## Your task:
Locate each line in the records below that contains the word "wooden", and copy those lines. Case counts.

## Start Given records

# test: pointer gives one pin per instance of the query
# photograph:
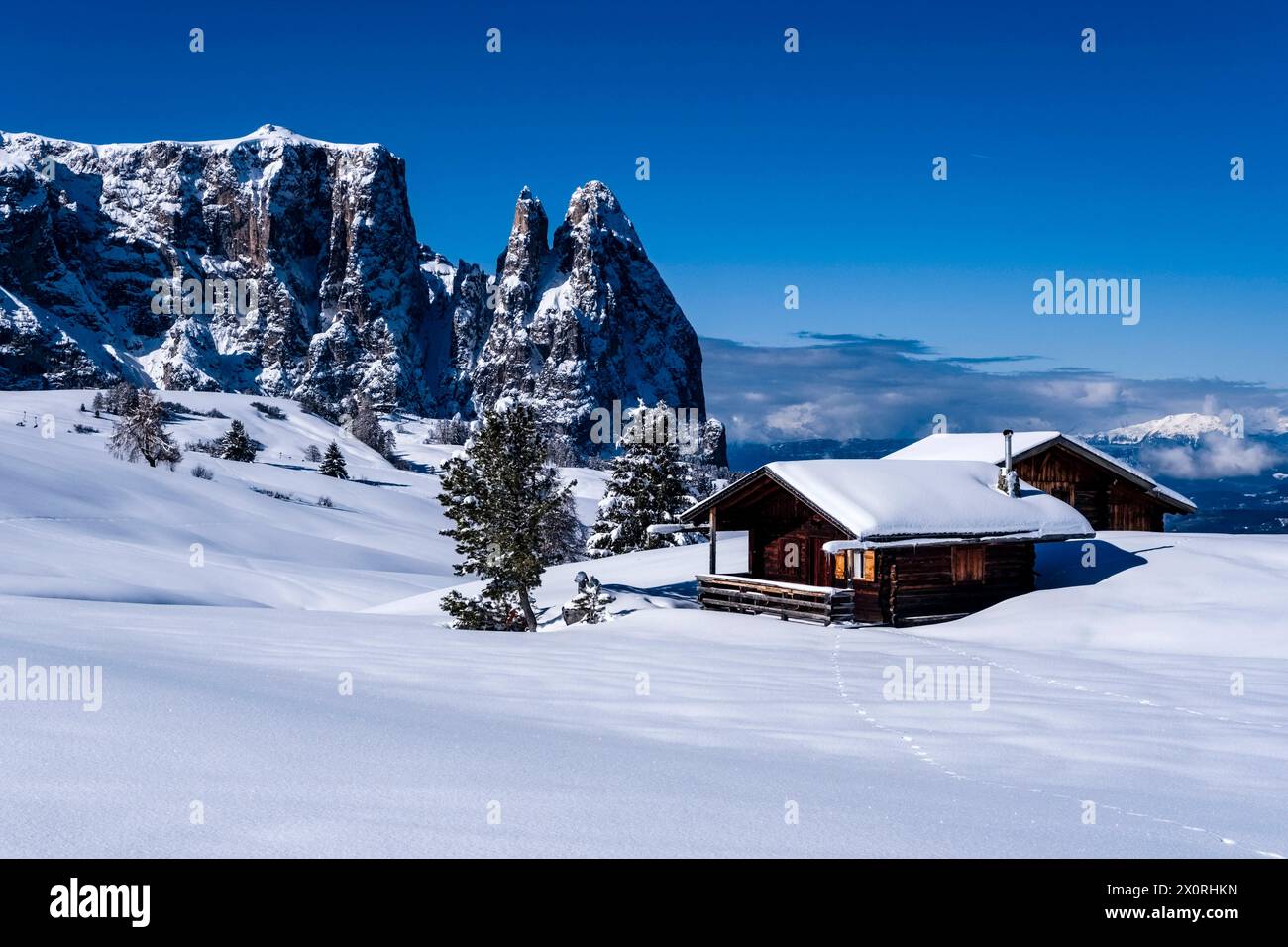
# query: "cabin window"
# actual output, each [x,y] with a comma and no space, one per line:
[863,565]
[967,564]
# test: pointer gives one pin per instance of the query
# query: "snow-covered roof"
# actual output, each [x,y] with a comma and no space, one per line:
[988,447]
[892,500]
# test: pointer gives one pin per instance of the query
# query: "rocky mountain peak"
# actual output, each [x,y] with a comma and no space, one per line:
[348,304]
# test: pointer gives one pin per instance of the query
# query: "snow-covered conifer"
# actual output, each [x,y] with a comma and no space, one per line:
[501,495]
[333,464]
[236,445]
[141,433]
[647,486]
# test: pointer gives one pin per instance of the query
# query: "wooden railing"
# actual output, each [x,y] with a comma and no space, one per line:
[741,592]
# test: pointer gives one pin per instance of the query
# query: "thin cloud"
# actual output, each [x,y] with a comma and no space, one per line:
[864,386]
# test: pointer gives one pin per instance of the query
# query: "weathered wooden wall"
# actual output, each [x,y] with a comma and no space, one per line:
[917,582]
[1107,501]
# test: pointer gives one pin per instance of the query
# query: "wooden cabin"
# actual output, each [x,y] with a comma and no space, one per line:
[879,541]
[1111,493]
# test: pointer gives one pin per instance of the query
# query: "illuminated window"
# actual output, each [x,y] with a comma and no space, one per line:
[967,564]
[863,565]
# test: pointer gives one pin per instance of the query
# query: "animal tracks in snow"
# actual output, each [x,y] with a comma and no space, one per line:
[1080,688]
[921,753]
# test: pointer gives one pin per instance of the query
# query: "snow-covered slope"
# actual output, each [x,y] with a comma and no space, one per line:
[666,731]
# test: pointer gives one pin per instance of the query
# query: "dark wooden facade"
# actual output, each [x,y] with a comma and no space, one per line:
[893,585]
[1104,495]
[915,583]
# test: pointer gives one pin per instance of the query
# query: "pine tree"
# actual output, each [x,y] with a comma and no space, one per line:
[647,486]
[502,496]
[236,445]
[565,535]
[141,433]
[333,464]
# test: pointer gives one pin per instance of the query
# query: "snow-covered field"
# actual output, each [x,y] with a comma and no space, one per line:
[668,731]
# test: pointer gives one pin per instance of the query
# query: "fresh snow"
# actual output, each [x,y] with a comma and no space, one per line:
[668,731]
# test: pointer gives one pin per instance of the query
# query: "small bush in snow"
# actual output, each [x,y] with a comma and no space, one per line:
[447,432]
[274,493]
[205,445]
[271,411]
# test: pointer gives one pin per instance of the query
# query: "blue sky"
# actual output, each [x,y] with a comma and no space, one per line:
[773,169]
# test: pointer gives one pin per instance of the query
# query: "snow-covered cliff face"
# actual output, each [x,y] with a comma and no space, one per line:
[347,302]
[585,321]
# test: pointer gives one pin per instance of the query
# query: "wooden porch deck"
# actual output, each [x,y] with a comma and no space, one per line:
[741,592]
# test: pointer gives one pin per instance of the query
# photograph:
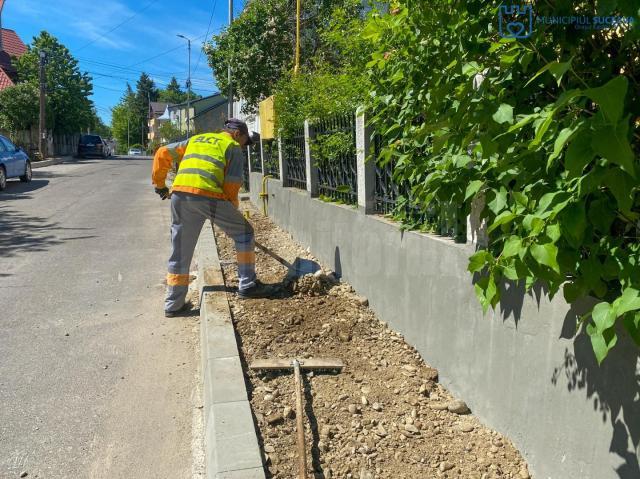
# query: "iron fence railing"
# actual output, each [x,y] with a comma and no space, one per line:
[293,151]
[255,158]
[334,143]
[394,196]
[270,158]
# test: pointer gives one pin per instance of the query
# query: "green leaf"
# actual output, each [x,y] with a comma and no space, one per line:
[579,154]
[574,223]
[603,316]
[546,254]
[499,201]
[629,301]
[504,114]
[512,247]
[621,185]
[557,69]
[610,97]
[632,325]
[612,143]
[561,140]
[601,342]
[503,218]
[478,261]
[473,188]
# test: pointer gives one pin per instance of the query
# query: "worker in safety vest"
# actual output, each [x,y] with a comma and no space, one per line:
[206,186]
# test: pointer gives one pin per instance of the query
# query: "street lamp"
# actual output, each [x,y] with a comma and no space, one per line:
[188,84]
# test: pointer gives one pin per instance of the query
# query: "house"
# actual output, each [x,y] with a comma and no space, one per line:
[206,114]
[10,46]
[158,114]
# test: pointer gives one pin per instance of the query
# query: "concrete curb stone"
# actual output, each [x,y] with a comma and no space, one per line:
[231,443]
[53,161]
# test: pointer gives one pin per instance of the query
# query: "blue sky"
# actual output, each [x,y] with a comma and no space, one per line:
[146,42]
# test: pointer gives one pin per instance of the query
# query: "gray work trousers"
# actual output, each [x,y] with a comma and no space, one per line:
[188,214]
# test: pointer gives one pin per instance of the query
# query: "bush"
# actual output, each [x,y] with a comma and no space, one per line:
[544,129]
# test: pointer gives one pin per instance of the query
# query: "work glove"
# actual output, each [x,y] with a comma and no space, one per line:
[163,192]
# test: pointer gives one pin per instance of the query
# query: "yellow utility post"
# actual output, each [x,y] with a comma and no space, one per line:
[298,9]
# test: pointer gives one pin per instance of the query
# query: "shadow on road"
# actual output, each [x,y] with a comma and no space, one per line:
[17,190]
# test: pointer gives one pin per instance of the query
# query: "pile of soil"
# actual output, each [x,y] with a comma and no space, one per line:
[384,416]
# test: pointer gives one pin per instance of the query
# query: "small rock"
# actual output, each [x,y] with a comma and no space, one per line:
[524,473]
[364,474]
[380,431]
[431,374]
[458,407]
[438,406]
[275,418]
[411,428]
[344,337]
[362,301]
[445,466]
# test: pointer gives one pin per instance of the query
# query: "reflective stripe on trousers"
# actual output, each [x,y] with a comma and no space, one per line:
[188,214]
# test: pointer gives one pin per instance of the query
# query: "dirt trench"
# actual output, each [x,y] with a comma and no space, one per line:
[384,416]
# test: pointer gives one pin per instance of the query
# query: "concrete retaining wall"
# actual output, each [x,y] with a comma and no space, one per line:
[519,368]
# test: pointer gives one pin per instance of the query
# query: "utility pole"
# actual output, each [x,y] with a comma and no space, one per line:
[188,86]
[230,95]
[42,133]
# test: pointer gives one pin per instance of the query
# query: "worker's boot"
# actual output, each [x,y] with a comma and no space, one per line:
[258,290]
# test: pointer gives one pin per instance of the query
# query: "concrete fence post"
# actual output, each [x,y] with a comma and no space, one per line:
[477,235]
[312,168]
[250,151]
[262,157]
[282,165]
[366,169]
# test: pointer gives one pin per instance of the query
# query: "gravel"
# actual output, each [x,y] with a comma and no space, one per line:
[385,416]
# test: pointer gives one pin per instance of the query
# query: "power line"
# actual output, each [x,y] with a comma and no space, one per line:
[206,35]
[161,54]
[117,26]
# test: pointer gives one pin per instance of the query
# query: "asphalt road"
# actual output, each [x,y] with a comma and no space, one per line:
[94,381]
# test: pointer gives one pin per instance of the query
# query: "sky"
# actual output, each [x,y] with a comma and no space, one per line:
[116,40]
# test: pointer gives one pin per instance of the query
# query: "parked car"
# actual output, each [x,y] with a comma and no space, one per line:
[14,163]
[92,145]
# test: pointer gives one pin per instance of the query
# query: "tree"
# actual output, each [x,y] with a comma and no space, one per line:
[69,108]
[173,93]
[19,107]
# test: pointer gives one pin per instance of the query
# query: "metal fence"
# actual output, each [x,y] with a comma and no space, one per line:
[293,151]
[270,158]
[393,196]
[255,158]
[337,170]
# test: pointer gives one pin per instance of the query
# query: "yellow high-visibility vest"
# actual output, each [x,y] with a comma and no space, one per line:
[204,163]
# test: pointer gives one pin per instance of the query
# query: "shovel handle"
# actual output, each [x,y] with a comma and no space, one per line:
[302,451]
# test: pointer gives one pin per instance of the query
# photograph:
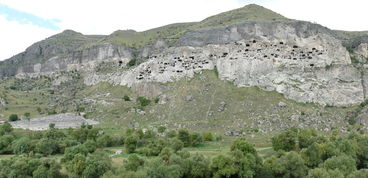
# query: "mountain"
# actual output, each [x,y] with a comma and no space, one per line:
[202,73]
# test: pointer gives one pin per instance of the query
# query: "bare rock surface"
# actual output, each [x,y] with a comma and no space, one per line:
[61,121]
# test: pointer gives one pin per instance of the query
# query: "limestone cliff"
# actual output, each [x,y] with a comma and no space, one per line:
[304,61]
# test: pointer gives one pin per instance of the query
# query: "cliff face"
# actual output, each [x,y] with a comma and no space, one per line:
[301,60]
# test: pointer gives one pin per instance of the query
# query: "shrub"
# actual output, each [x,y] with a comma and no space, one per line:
[126,98]
[13,117]
[208,136]
[143,101]
[157,100]
[132,62]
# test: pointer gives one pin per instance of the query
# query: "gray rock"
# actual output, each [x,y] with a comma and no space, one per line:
[61,121]
[189,98]
[222,106]
[282,104]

## End Given records

## Answer in full:
# query: "wooden railing"
# query: "weathered wooden wall"
# query: "wooden cabin"
# query: "dark wooden facade"
# query: "wooden porch deck"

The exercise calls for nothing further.